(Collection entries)
○ ○ ○ ○ ○

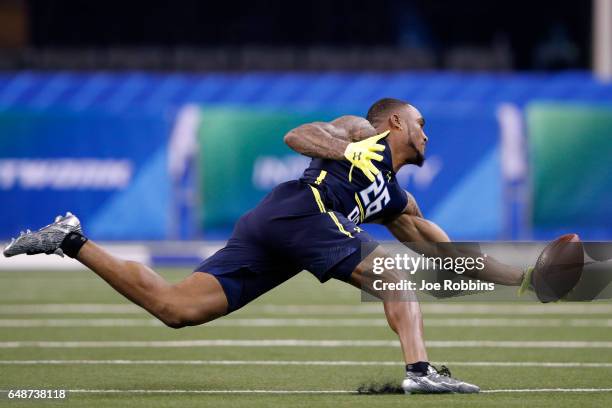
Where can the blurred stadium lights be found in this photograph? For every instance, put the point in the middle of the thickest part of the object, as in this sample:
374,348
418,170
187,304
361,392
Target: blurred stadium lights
602,39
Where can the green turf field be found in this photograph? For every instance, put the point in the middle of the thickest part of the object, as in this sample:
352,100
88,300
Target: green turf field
303,344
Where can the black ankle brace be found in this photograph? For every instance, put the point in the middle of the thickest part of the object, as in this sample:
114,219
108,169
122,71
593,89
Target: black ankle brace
420,367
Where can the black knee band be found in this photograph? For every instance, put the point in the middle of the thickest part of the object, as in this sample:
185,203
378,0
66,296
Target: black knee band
72,244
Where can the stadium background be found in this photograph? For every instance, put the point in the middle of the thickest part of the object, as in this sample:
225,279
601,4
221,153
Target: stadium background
158,123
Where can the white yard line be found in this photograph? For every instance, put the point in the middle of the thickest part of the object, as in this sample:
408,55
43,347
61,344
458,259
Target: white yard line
174,391
303,343
356,309
306,363
299,322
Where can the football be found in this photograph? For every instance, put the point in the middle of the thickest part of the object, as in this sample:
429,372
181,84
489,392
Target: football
558,268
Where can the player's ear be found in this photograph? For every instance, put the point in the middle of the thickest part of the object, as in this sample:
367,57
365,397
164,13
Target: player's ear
395,121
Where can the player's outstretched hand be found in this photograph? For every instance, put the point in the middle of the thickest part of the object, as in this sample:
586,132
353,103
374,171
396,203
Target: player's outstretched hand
361,154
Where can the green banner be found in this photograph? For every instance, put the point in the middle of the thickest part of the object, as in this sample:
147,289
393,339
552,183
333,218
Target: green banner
570,150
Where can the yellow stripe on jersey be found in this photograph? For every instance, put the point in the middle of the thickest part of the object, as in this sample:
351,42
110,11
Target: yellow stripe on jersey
340,226
361,213
317,195
319,179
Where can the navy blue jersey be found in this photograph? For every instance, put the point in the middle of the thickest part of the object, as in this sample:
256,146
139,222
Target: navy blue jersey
359,200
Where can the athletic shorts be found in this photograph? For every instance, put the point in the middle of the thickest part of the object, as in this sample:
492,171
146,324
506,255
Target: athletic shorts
289,231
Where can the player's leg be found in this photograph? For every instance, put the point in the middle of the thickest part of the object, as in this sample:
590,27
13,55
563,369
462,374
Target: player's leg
402,311
197,299
424,236
404,317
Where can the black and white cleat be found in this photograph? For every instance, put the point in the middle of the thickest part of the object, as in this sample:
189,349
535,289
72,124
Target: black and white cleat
436,382
46,240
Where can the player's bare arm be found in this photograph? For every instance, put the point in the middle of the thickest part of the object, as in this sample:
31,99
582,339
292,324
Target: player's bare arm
329,140
421,235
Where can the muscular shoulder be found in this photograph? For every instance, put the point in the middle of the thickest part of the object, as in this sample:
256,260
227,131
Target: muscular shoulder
357,128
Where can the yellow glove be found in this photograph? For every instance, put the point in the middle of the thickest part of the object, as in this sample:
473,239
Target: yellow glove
361,154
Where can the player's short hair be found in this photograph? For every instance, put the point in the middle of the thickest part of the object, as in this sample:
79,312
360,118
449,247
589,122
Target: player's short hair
382,107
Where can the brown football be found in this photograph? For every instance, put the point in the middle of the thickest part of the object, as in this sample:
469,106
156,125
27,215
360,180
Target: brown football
559,268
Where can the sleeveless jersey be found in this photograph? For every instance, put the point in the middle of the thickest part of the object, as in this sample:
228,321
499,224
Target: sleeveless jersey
359,200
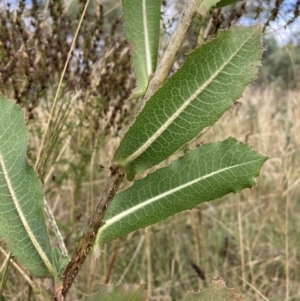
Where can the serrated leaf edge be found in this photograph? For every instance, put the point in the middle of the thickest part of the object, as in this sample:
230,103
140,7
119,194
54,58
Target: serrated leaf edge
123,214
31,236
147,144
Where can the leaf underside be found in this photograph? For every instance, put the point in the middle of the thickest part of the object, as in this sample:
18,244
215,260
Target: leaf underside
207,85
22,223
206,173
142,27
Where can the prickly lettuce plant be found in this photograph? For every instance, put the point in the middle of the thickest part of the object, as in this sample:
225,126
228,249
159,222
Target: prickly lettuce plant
173,112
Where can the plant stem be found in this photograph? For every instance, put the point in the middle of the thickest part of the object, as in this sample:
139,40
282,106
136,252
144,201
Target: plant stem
174,45
95,222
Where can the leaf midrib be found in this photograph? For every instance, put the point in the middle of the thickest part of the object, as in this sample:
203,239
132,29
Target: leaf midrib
127,212
147,42
23,218
147,143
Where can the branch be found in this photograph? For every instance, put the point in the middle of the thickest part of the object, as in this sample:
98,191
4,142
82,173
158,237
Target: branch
174,45
95,222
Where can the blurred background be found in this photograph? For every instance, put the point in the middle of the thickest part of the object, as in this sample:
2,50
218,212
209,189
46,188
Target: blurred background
251,240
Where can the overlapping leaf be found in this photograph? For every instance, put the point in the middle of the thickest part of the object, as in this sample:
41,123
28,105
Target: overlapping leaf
22,224
208,83
141,26
209,172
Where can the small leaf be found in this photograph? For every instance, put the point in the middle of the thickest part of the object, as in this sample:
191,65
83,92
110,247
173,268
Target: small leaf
207,85
22,223
216,291
142,26
205,6
204,174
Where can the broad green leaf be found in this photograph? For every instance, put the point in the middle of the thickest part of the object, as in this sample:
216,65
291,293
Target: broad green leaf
204,174
22,223
216,291
207,85
141,26
205,6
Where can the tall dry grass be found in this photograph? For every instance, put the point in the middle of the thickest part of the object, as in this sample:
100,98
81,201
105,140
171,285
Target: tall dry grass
250,239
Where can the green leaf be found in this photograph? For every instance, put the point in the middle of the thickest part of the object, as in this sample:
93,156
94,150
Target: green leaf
216,291
207,85
142,26
204,174
22,223
205,6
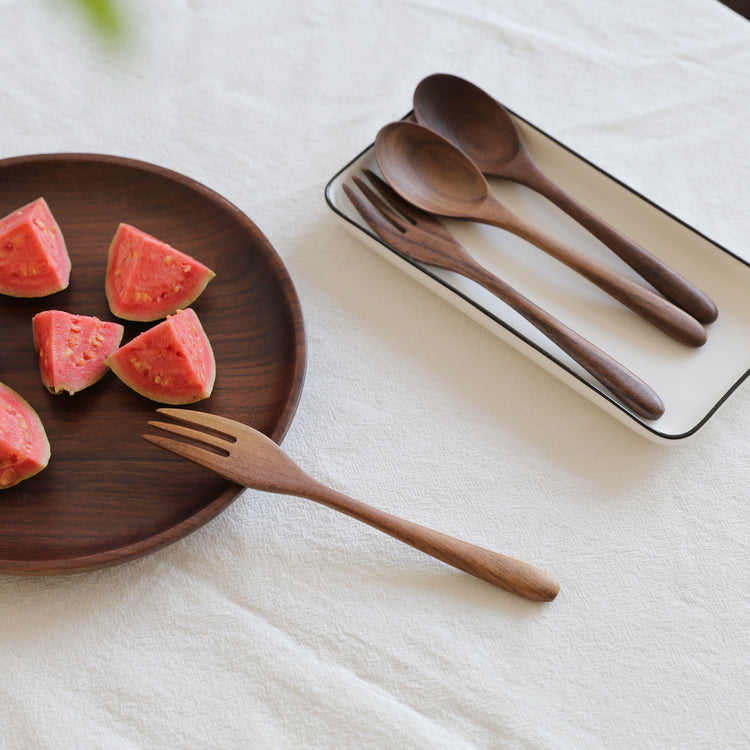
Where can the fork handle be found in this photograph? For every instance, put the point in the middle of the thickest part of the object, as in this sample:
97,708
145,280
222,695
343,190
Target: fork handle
512,575
654,308
628,387
670,283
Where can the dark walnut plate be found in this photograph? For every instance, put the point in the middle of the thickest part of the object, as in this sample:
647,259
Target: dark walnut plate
107,495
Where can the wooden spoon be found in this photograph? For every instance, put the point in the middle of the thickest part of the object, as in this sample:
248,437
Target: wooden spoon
436,176
482,128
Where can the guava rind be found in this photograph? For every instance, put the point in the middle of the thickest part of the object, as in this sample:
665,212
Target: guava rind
172,362
72,349
24,447
34,261
147,279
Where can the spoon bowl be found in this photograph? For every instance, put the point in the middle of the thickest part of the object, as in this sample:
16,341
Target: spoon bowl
438,177
431,173
483,129
471,119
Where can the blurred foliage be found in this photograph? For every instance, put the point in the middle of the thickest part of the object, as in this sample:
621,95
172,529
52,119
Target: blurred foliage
103,15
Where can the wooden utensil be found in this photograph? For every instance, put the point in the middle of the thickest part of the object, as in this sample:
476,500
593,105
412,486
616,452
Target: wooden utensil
436,176
247,457
421,237
482,128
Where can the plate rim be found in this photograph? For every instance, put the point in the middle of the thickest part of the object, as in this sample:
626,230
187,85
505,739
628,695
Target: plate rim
154,542
623,414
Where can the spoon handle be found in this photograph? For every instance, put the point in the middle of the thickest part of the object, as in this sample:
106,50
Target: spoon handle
512,575
625,385
658,311
657,273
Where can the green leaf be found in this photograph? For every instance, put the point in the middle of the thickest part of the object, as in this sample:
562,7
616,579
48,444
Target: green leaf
104,15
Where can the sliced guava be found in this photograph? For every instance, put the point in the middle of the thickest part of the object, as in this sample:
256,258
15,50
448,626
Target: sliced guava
34,261
171,362
147,279
72,349
24,447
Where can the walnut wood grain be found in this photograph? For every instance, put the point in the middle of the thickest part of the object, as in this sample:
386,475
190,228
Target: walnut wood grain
479,125
252,459
435,175
107,497
421,237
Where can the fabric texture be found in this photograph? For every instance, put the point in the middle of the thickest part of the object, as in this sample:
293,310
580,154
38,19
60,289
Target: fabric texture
282,624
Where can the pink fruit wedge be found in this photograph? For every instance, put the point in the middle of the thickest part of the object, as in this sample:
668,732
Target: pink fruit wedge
34,261
72,349
171,362
24,447
147,279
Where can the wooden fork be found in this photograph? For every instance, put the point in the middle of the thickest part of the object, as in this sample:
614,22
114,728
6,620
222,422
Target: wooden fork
249,458
419,236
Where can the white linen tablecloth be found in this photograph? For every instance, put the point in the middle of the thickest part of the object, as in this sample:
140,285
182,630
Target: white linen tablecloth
284,625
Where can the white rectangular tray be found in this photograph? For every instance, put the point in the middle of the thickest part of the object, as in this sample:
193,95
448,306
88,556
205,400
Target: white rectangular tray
693,383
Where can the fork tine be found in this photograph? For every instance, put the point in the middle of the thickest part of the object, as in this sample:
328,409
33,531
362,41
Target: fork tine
228,427
383,227
220,443
388,211
408,210
206,458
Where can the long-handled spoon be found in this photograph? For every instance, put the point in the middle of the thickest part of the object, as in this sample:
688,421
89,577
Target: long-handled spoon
245,456
421,237
482,128
436,176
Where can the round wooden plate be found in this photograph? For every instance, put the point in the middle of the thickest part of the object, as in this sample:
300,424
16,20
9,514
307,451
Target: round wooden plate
107,495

○ ○ ○ ○ ○

EXERCISE ::
Starting at the line that contains "Target: white linen tablecloth", retype every line through the end of the records exactly, and nothing else.

REPLY ::
Target: white linen tablecloth
284,625
Where can the white rectangular tray be found in this photograph? For every instance, put the point in the middle of the thickest part of the object, as in this sample:
193,95
448,306
88,556
205,400
Target: white rectangular tray
693,383
Where can the fork tine be found in this photograph? For every instance, put the point in the middle of the thickest part of the object, as in this sample:
328,409
33,531
362,41
Target: fork tine
228,427
383,227
220,443
388,211
408,210
206,458
Where can the long-handled spoon be found in this photograph? For every instance, put the point in the middle of the thickest part of the object, as in this sample:
688,421
89,577
Target: long-handled spoon
245,456
421,237
482,128
436,176
Where can the round wooden plate be found in this photograph? For every instance, put the point in the middle of the thickest part of the object, as in this sample:
300,424
16,20
9,514
307,451
Target: round wooden plate
107,495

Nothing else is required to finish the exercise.